--- EXCERPT TO READ ---
## Load packages

In [13]:
import os, sys, glob, scipy
import numpy as np
import pandas as pd
import matplotlib.pyplot as plt
import seaborn as sns
import tqdm

## Learning Model

The learning model used to generate choices is a simple Rescorla-Wagner (Rescorla & Wagner, 1972) model.

$$ Q(action, trial) = Q(action, trial - 1) + \alpha*prediction_{error}$$
$$ prediction_{error} = r(trial-1) - Q(action, trial - 1)$$
$$ 0 <= \alpha <= 1 $$

In the previous scripts, you have already read about the RL model and also already came across the softmax choice rule (recall the orange juice/coffee example). Now, we are going to use the softmax function again to generate choice probabilities.

### Softmax

In [14]:
def softmax(q_values, beta):
    # Inputs:
    #       q_values: value of different actions, often just 2
    #       beta: inverse temperature, also known as exploitation parameter
    # Outputs:
    #       choice_probs: model's predicted probability of actions

    # Numerator represents value of utility of single choice
    numerator = np.exp(np.multiply(q_values, beta))

    # Denominator represents sum of total value of utilities
    denominator = np.sum(np.exp(np.multiply(q_values, beta)))
    
    # Outputs
    choice_probs = numerator / denominator
        
    return choice_probs


## Simulation

The function task_parameters generates the experimental data that an agent will receive. It defines the volatility of the switching, the block number, the trial number, the probability that the left and right levers give rewards, and whether they actually would give a reward (random sample drawn from that probability).
---
- **JOB A**
According to the Rescorla-Wagner notebook, what does the beta input to the softmax function represent?
- **JOB B**
Reproduce the part of the Rescorla-Wagner notebook from "The function task_parameters" up to and including "from that probability).", word for word.
- **JOB C**
Pick up the Rescorla-Wagner simulation notebook after its last sentence and carry it further.
--- GIVEN RECORDS ---
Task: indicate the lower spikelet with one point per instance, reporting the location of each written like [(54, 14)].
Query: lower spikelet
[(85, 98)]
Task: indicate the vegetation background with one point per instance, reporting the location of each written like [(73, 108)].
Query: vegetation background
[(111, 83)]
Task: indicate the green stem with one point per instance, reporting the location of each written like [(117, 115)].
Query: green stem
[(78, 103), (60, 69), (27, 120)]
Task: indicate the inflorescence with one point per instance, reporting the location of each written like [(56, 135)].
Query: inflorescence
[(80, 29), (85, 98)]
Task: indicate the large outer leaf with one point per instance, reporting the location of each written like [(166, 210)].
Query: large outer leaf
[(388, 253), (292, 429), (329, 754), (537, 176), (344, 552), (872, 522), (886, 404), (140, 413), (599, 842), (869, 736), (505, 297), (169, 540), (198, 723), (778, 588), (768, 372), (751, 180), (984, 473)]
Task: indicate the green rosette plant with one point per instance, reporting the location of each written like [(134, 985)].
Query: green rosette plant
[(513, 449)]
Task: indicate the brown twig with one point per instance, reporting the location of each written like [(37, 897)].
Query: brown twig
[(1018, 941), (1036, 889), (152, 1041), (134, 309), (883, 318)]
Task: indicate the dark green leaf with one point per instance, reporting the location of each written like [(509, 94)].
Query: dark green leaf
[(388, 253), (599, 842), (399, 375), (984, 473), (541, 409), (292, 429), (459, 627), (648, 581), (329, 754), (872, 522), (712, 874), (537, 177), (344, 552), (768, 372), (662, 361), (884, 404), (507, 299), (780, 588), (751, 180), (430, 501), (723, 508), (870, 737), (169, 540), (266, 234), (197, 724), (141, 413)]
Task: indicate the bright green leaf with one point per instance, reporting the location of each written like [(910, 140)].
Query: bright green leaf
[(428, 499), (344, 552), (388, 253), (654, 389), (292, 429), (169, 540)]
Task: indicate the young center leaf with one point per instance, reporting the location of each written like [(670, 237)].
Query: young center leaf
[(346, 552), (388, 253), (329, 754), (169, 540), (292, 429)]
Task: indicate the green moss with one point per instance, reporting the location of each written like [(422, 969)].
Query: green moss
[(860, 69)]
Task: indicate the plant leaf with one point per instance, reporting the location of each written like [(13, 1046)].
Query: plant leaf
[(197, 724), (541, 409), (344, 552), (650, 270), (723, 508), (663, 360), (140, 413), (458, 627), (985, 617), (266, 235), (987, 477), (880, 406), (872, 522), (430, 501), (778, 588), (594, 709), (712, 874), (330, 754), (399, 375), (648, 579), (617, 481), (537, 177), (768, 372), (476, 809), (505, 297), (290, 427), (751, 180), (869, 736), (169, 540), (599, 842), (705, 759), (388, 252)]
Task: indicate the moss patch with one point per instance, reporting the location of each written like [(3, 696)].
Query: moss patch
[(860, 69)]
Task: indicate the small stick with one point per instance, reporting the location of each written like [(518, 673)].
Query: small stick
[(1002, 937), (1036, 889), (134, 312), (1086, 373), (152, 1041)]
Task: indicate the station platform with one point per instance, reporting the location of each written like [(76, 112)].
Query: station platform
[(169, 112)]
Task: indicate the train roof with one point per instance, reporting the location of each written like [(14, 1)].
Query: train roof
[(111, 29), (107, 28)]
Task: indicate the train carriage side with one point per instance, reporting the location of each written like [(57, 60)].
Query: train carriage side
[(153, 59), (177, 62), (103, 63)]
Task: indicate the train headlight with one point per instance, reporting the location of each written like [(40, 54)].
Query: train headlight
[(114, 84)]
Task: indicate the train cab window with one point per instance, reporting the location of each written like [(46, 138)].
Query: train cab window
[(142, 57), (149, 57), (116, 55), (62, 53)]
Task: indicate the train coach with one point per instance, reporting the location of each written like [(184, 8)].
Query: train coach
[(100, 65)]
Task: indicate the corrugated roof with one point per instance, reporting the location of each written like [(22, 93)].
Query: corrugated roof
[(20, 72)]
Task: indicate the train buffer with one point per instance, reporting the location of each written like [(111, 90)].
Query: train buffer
---
- **TASK RESPONSE A**
Beta is the inverse temperature, also known as the exploitation parameter.

- **TASK RESPONSE B**
The function task_parameters generates the experimental data that an agent will receive. It defines the volatility of the switching, the block number, the trial number, the probability that the left and right levers give rewards, and whether they actually would give a reward (random sample drawn from that probability).

- **TASK RESPONSE C**
In [15]:
def task_parameters(volatility = 'low'): 
    
    # Generate dataframe to store simulated results
    sim_exp = pd.DataFrame(columns = ['volatility', 'block', 'block_trial', 'exp_trial', 
                                       'prob_reward_left', 'prob_reward_right', 'reward_left', 'reward_right'])
    
    # Trial sequence
    block_seq = [[17, 15, 19, 18, 15, 17, 19, 15], # high volatility
                [35, 30, 35, 35]] # low volatility
    reward_probs_left = [.7, .3] 
    reward_probs_right = [.3, .7] 

    if volatility == 'low':
        task_blocks = block_seq[1]
        block_prob_reward_left = np.array(reward_probs_left*(np.int(len(task_blocks)/2)))
        block_prob_reward_right = np.array(reward_probs_right*(np.int(len(task_blocks)/2)))
    else: 
        task_blocks = block_seq[0]
        block_prob_reward_left = np.array(reward_probs_left*(np.int(len(task_blocks)/2)))
        block_prob_reward_right = np.array(reward_probs_right*(np.int(len(task_blocks)/2)))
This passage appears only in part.